Problem requirements
Reproduce verbatim the items from the line containing "of the spectator" through the end of the items, including both of those boundary lines and nothing outside them.

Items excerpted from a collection

##########

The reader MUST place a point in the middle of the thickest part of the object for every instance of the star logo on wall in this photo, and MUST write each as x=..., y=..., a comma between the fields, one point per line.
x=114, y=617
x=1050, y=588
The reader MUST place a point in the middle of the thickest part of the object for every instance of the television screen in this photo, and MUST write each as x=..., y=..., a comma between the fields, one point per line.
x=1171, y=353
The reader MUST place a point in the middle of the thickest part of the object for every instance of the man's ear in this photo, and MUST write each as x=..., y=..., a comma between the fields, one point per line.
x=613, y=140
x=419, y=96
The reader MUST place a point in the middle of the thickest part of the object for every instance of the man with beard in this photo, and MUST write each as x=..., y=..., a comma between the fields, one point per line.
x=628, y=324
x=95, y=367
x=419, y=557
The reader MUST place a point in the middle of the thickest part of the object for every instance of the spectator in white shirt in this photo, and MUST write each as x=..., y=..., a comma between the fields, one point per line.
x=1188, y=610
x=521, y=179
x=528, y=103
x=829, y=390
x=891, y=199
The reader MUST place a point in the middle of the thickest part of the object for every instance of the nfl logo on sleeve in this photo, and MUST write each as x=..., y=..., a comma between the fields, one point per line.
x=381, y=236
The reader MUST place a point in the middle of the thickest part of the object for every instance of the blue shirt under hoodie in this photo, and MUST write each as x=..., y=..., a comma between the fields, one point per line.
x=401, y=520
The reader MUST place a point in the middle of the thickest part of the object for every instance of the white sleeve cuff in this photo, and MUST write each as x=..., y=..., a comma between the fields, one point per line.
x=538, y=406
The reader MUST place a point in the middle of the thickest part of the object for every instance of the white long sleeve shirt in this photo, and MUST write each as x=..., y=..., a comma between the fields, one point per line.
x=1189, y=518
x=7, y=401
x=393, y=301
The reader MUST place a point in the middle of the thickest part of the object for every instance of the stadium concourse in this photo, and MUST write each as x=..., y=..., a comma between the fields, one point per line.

##########

Task solution
The reader MUST place a point in the middle of the thickest part of the object for every instance of the spectator in white shirt in this photo, and MUST write each as x=..., y=..., a comma between the fields, one point per line.
x=1188, y=610
x=521, y=179
x=528, y=103
x=829, y=390
x=891, y=199
The reader MUST place a point in the middle of the thickest part of the object for every instance of the nfl logo on sleeve in this photo, and MUST write each as x=..., y=..., a comma between the fields, one point per line.
x=381, y=236
The reader MUST place a point in the middle of the thickest part of the object for every instance of the blue shirt under hoodie in this photo, and MUST write each as x=..., y=..., a comma between the fields, one point per line.
x=401, y=520
The reader MUST place a point in the middle of the thickest part of the object for every instance of the white sleeve cuff in this photo, and MUST write each as x=..., y=..., a comma between the fields, one point per line.
x=538, y=406
The reader MUST place a point in the middle of the thickest part of the object for every instance of the white long sleeve shirt in this photo, and MUST write each as x=..., y=..., a comma between the fields, one point per line.
x=1189, y=518
x=7, y=401
x=393, y=301
The reader MUST place a point in the middle of the thickest part of the object for every instance of the stadium concourse in this photo, and MUST write each as x=..., y=..., a comma between the fields, one point per line.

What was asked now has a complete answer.